→ **Data records**:
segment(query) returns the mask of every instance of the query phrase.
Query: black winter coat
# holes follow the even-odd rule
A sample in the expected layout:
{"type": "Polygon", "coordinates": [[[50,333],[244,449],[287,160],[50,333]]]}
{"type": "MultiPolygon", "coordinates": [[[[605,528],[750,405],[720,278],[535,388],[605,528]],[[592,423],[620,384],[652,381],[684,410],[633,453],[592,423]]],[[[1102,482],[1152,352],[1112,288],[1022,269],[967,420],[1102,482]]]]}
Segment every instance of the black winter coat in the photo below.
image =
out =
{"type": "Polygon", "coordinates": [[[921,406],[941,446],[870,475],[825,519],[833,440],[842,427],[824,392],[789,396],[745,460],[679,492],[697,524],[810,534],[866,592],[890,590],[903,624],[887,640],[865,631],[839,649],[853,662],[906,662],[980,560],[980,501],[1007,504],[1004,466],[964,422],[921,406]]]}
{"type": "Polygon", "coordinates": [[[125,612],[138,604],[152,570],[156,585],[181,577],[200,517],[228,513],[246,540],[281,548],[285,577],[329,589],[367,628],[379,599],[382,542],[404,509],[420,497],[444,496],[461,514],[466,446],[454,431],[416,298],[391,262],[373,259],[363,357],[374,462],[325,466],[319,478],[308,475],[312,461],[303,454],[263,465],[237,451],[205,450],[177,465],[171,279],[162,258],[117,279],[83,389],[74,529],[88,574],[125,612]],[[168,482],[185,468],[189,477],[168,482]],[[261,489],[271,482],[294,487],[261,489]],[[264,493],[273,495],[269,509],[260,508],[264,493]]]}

→ **What you will do**: From the records above, count how many lines hold the string "black", then give only that number.

→ **Result of this task**: 2